Put every line of the records below into a Markdown table with two columns, "Row" for the running number and "Text" for the line itself, and skip any blank lines.

● **DATASET**:
# # # # # # #

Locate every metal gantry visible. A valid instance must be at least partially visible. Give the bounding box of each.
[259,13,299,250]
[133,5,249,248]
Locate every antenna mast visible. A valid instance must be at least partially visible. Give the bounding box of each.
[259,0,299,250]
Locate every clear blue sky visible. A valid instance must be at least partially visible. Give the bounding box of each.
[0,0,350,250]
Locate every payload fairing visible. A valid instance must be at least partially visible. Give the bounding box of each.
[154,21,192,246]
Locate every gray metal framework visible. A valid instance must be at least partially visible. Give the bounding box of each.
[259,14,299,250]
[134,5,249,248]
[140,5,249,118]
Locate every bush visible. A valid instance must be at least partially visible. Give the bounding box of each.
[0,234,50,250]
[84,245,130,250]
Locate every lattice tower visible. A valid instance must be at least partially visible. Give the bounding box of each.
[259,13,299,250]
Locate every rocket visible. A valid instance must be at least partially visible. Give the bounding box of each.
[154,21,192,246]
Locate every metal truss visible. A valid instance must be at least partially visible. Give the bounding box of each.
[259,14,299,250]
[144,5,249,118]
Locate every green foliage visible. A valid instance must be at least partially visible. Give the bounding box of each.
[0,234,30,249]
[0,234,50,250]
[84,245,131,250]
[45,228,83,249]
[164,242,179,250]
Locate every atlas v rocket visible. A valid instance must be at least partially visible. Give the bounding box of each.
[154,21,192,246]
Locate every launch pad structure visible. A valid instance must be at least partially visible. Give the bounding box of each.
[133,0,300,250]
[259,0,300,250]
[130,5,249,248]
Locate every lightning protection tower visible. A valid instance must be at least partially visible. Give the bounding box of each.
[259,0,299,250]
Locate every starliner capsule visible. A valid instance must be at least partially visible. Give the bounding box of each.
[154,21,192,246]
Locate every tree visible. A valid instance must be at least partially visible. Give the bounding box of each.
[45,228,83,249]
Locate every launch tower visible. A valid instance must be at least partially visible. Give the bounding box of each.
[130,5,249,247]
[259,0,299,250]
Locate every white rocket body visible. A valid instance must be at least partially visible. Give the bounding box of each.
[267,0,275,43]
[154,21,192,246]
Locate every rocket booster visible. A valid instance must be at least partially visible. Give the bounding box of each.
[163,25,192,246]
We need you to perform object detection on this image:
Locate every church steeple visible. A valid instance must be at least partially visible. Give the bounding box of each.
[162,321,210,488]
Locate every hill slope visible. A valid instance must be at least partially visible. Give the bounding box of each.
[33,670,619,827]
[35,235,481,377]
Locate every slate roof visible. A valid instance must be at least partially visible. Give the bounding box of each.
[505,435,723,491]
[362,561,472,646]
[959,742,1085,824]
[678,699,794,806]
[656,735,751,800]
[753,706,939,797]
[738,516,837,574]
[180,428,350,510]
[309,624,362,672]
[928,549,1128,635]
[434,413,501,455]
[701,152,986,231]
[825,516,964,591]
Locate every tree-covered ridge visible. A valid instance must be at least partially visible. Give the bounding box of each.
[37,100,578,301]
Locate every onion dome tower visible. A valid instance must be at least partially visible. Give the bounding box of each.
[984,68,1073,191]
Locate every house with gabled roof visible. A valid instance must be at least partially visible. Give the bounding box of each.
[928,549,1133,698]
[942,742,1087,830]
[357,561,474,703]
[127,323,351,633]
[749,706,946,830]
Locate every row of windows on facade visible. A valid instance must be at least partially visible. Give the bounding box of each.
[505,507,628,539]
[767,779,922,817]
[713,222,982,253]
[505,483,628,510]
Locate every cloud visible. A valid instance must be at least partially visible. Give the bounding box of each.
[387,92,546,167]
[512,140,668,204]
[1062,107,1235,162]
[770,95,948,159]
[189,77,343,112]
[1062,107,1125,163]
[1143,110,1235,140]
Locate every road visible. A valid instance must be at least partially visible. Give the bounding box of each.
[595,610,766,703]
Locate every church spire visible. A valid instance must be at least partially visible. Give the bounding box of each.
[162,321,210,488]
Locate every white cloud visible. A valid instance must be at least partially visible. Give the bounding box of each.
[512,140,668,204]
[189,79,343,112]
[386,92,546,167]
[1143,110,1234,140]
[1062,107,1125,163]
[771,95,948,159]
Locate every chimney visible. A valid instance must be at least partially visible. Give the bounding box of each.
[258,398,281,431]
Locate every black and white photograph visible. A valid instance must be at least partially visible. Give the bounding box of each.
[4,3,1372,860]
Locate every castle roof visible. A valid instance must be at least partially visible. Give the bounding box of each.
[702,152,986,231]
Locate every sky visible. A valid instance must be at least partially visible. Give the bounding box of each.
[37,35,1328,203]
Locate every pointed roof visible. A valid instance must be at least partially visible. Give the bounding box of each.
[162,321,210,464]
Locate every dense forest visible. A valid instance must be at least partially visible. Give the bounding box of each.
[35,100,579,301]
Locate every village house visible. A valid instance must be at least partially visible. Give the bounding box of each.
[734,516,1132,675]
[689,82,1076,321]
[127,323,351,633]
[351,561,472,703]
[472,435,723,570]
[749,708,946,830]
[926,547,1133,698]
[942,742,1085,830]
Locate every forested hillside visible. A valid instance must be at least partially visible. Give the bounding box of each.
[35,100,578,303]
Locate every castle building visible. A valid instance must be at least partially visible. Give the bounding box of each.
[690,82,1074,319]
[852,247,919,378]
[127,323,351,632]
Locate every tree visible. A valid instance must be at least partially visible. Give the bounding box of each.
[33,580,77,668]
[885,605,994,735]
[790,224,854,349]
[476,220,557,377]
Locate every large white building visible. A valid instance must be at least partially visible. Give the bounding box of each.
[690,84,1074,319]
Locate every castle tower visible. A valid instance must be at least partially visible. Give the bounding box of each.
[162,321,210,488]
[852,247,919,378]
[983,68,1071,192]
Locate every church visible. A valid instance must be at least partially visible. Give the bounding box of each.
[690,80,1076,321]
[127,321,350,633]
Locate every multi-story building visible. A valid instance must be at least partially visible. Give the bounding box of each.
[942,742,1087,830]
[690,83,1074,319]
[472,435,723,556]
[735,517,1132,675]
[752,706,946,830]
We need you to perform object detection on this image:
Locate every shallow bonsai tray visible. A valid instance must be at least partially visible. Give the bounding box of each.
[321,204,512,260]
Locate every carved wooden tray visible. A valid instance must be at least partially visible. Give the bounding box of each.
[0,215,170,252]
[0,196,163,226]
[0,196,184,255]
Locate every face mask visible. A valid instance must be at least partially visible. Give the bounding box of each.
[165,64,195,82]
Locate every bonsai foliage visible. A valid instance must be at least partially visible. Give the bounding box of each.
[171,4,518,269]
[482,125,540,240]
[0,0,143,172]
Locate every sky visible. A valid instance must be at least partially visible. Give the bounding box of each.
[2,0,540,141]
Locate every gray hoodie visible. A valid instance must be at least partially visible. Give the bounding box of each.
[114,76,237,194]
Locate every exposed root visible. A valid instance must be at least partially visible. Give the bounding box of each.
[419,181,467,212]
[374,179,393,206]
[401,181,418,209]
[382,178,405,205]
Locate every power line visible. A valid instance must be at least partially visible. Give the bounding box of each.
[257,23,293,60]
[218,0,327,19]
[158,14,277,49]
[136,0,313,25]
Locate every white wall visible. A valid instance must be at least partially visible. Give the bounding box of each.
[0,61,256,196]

# # # # # # #

● **PROBLEM SOLUTION**:
| Row | Text |
|---|---|
| 1 | Locate every metal gantry visible. A valid instance must be at least partially visible. Give the bounding box of each. |
| 2 | [259,13,299,250] |
| 3 | [133,5,249,248] |
| 4 | Locate every antenna mast visible. A valid instance must be at least partially visible. Give the bounding box of each. |
| 5 | [259,0,299,250] |
| 6 | Locate every clear blue sky visible. A valid instance must be at least partially visible. Give the bounding box of each. |
| 7 | [0,0,350,250] |
| 8 | Locate every payload fairing visible. A valid instance must be at least partially visible. Give the bounding box of each. |
| 9 | [154,21,192,246] |
| 10 | Locate every gray metal framework visible. A valid instance must be at least partially visible. Give the bounding box of each. |
| 11 | [259,14,299,250] |
| 12 | [134,5,249,248] |
| 13 | [140,5,249,118] |
| 14 | Locate every bush visible. A valid instance must be at least partially visible. Give the bounding box of each. |
| 15 | [0,234,50,250] |
| 16 | [84,245,130,250] |
| 17 | Locate every lattice tower visible. A valid instance must be at least partially visible. Give the bounding box of each. |
| 18 | [259,13,299,250] |
| 19 | Locate every rocket visible. A valid instance must be at least partially visible. Give the bounding box of each. |
| 20 | [154,21,192,246] |
| 21 | Locate every metal truss visible. A valid instance must be at least partially visible. Give the bounding box of each. |
| 22 | [259,14,299,250] |
| 23 | [144,5,249,118] |
| 24 | Locate every green foliage visible. A valid instance must be at least partially visible. Give the bounding box of each. |
| 25 | [0,234,30,249] |
| 26 | [0,234,50,250] |
| 27 | [84,245,131,250] |
| 28 | [45,228,83,249] |
| 29 | [164,242,179,250] |
| 30 | Locate every atlas v rocket visible. A valid instance must be at least partially visible. Give the bounding box of each. |
| 31 | [154,21,192,246] |
| 32 | Locate every launch pad structure visible. A valid instance must be at least partially visible. Give the bounding box of each. |
| 33 | [133,0,300,250] |
| 34 | [259,0,300,250] |
| 35 | [130,5,249,248] |
| 36 | Locate every lightning protection tower visible. A valid instance must be at least partially visible. Give the bounding box of each. |
| 37 | [259,0,299,250] |
| 38 | Locate every starliner capsule visible. A valid instance must be at least partially visible. Give the bounding box of each. |
| 39 | [154,21,192,246] |
| 40 | Locate every tree visible. A valid instance must be at least partially visible. Give the bounding box of each. |
| 41 | [45,228,83,249] |
| 42 | Locate every launch tower visible. A valid instance must be at least partially visible. Give the bounding box of each. |
| 43 | [130,5,249,247] |
| 44 | [259,0,299,250] |
| 45 | Locate every white rocket body visible. A valid instance must be at least partially visible. Give the bounding box of each. |
| 46 | [267,0,275,43] |
| 47 | [154,21,192,246] |
| 48 | Locate every rocket booster visible. A valid instance must be at least partially visible. Give the bounding box of each. |
| 49 | [163,25,192,246] |
| 50 | We need you to perform object detection on this image: |
| 51 | Locate every church steeple visible. A valid instance must be at least partially visible. Give the bounding box of each. |
| 52 | [162,321,210,488] |
| 53 | Locate every hill slope visible. A valid instance must be at least partially visible. Give the bounding box of each. |
| 54 | [33,670,619,827] |
| 55 | [35,235,481,377] |
| 56 | Locate every slate roof visible. A valid instance must be at least partially visible. Give the bounding box of each. |
| 57 | [505,435,723,491] |
| 58 | [362,561,472,646] |
| 59 | [959,742,1085,824] |
| 60 | [678,699,794,806] |
| 61 | [656,735,751,800] |
| 62 | [753,706,939,797] |
| 63 | [738,516,837,574] |
| 64 | [180,428,350,510] |
| 65 | [309,624,362,672] |
| 66 | [928,549,1128,635] |
| 67 | [434,413,501,455] |
| 68 | [701,152,986,231] |
| 69 | [825,516,964,591] |
| 70 | Locate every tree-covered ridge visible. A valid instance must be at least partially visible. Give the bounding box of each. |
| 71 | [37,100,578,301] |
| 72 | Locate every onion dome tower visible. A valid instance must be at least partially visible. Give the bounding box of each. |
| 73 | [984,68,1073,191] |
| 74 | Locate every house with gabled roof visible. A valid instance must be at least partially visible. Give the bounding box of each. |
| 75 | [928,549,1133,698] |
| 76 | [942,742,1087,830] |
| 77 | [357,561,474,703] |
| 78 | [127,323,351,633] |
| 79 | [749,706,946,830] |
| 80 | Locate every row of windows on facade visible. A valid instance must be at least partially visible. Give the bounding box of each. |
| 81 | [505,507,628,539] |
| 82 | [767,779,922,817] |
| 83 | [713,222,982,253] |
| 84 | [505,483,628,510] |
| 85 | Locate every cloud visible. A valid instance must be at least partially visible. Give the bounding box of each. |
| 86 | [387,92,546,167] |
| 87 | [512,140,668,204] |
| 88 | [1062,107,1235,162] |
| 89 | [770,95,948,159] |
| 90 | [189,77,343,112] |
| 91 | [1062,107,1125,163] |
| 92 | [1143,110,1235,140] |
| 93 | Locate every road visible. A valid instance must be at least partially visible. Give the bounding box of each. |
| 94 | [595,610,766,703] |
| 95 | Locate every church spire visible. A valid instance must be at least partially visible. Give the bounding box of each. |
| 96 | [162,321,210,488] |
| 97 | Locate every white cloud visible. A valid instance must be at least partially visible. Give the bounding box of each. |
| 98 | [512,140,668,204] |
| 99 | [189,79,343,112] |
| 100 | [386,92,546,167] |
| 101 | [1143,110,1234,140] |
| 102 | [1062,107,1125,163] |
| 103 | [771,95,948,159] |
| 104 | Locate every chimney visible. A valid instance must be at least partially visible. Give the bounding box of each. |
| 105 | [258,398,281,431] |
| 106 | Locate every black and white photograph visible. A valid instance must be at least partially visible. Give the bounding box of each. |
| 107 | [4,3,1372,860] |
| 108 | Locate every castle roof visible. A valid instance must be at least partially visible. Give the bounding box of each. |
| 109 | [702,152,986,231] |
| 110 | Locate every sky visible. A valid instance must be at least partially visible. Give the bounding box of each. |
| 111 | [37,35,1328,203] |
| 112 | Locate every pointed roof visible. A valid instance must be at least partially visible. Give the bounding box of each. |
| 113 | [162,321,210,464] |
| 114 | Locate every dense forest visible. A valid instance must be at least partially visible. Give the bounding box of each. |
| 115 | [35,100,579,301] |
| 116 | Locate every village house visible. A valid instance must be at least partially visible. Give the bounding box of each. |
| 117 | [734,516,1132,675] |
| 118 | [689,82,1076,321] |
| 119 | [127,323,351,633] |
| 120 | [351,561,472,703] |
| 121 | [472,435,723,570] |
| 122 | [749,708,946,830] |
| 123 | [926,547,1133,698] |
| 124 | [942,742,1085,830] |
| 125 | Locate every forested hillside visible. A valid instance must be at least partially visible. Give the bounding box of each. |
| 126 | [35,100,578,303] |
| 127 | Locate every castle building visible. A valid instance must be at least partially visible. Give the bounding box of each. |
| 128 | [690,82,1074,319] |
| 129 | [852,247,919,378] |
| 130 | [127,323,351,632] |
| 131 | Locate every tree visible. A valid instance must be at least partially visible. Give the bounding box of each. |
| 132 | [33,580,77,668] |
| 133 | [885,605,994,735] |
| 134 | [790,224,854,349] |
| 135 | [476,220,557,377] |
| 136 | Locate every large white building visible. A valid instance must be at least partially visible. Give the bounding box of each. |
| 137 | [690,84,1074,319] |
| 138 | Locate every castle tower visible. A valid instance must be at least partially visible. Give the bounding box of each. |
| 139 | [162,321,210,488] |
| 140 | [852,247,919,378] |
| 141 | [983,68,1071,192] |
| 142 | Locate every church visible. A valid instance must be at least partially visible. Give the bounding box of each. |
| 143 | [690,80,1076,321] |
| 144 | [127,321,350,633] |
| 145 | Locate every multi-story building visible. A valid instance must be at least partially visible. Give the bounding box of each. |
| 146 | [942,742,1087,830] |
| 147 | [690,83,1074,319] |
| 148 | [472,435,723,556] |
| 149 | [735,517,1132,675] |
| 150 | [752,706,946,830] |
| 151 | We need you to perform object detection on this image: |
| 152 | Locate every shallow bonsai tray visible. A valid instance must be at least partially visible. Give the bounding box of each. |
| 153 | [321,204,512,260] |
| 154 | Locate every carved wooden tray visible. A valid instance must be at least partially visible. Give the bounding box of each. |
| 155 | [0,215,170,252] |
| 156 | [0,196,163,226] |
| 157 | [0,196,184,255] |
| 158 | Locate every face mask visible. A valid instance must be at least partially visible. Give the bounding box of each. |
| 159 | [165,64,195,82] |
| 160 | Locate every bonsai foliage visible. A valid instance must be at least partially visible. Give the bounding box of each. |
| 161 | [171,4,518,269] |
| 162 | [482,125,540,240] |
| 163 | [0,0,143,172] |
| 164 | Locate every sky visible. A valid instance must be at least partially visible. Give the bounding box of each. |
| 165 | [2,0,540,141] |
| 166 | Locate every gray hoodie visible. A valid instance must be at least partially visible. Give the bounding box of each. |
| 167 | [114,76,237,194] |
| 168 | Locate every exposed root visible. A valid instance must be at least partially visible. Give the bounding box of each. |
| 169 | [419,181,467,212] |
| 170 | [374,179,393,206] |
| 171 | [401,181,418,209] |
| 172 | [382,178,405,205] |
| 173 | Locate every power line visible. A valid instance must be at least partially visible. Give the bounding box of each. |
| 174 | [257,23,293,60] |
| 175 | [218,0,327,19] |
| 176 | [158,14,277,49] |
| 177 | [136,0,313,25] |
| 178 | Locate every white wall visible. A valid instance must be at least partially visible. Give the bounding box of each. |
| 179 | [0,61,256,196] |